Problem requirements:
Whenever a line in the entries below contains the string "Definition", copy that line.
== Data supplied ==
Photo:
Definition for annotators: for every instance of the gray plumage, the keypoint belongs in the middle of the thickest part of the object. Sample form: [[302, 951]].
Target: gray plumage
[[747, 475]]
===
== Data supplied ==
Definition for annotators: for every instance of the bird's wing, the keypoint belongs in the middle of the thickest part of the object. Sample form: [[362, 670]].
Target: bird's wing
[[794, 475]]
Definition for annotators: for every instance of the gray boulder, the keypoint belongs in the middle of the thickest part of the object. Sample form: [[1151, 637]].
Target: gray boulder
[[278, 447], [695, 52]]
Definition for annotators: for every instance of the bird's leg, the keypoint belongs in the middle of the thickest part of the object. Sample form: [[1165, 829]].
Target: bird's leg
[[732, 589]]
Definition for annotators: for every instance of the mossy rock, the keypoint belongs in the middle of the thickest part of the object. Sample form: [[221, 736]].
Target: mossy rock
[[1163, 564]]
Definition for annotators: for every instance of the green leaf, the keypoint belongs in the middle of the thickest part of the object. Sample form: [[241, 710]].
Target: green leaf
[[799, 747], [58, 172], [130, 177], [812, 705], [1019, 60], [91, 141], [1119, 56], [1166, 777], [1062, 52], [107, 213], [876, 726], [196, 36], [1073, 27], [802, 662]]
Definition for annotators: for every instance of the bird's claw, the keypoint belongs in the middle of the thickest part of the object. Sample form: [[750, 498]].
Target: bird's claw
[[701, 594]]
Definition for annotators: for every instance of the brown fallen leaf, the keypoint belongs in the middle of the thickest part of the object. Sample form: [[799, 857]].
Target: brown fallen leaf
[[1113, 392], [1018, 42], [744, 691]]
===
Your solution:
Definition for annotators: for every instance of the gray plumage, the keypoint belongs in the middle of the thickest part of the object. Sample form: [[302, 951]].
Definition for annotators: for every instance of the bird's wing, the keypoint belongs in the middle of the thickest part of the object. Sample form: [[362, 670]].
Definition for annotators: for every instance of the gray boulder, the keypoint belongs in the middle of the thickest part of the object. Sample form: [[1151, 637]].
Definition for annotators: for every instance of the bird's leg, the keypoint belongs in the middle of the thickest part of the object. Sample form: [[1165, 829]].
Definition for annotators: for every instance of the mossy rock, the keypoint belongs in the middle of the thickest part of the object. Sample form: [[221, 736]].
Definition for annotators: for every instance of the green leaf, the keypoint belongs in the middle of the thickest part of the object. Sample form: [[241, 710]].
Definition for annotators: for every instance of the bird's claw, the keypoint belongs in the middle of the thickest part of the object. Sample form: [[750, 498]].
Definition for annotators: for every instance of the brown fallen leaf, the keypoint belongs in the middle of the thickest part of the object. Sample form: [[799, 857]].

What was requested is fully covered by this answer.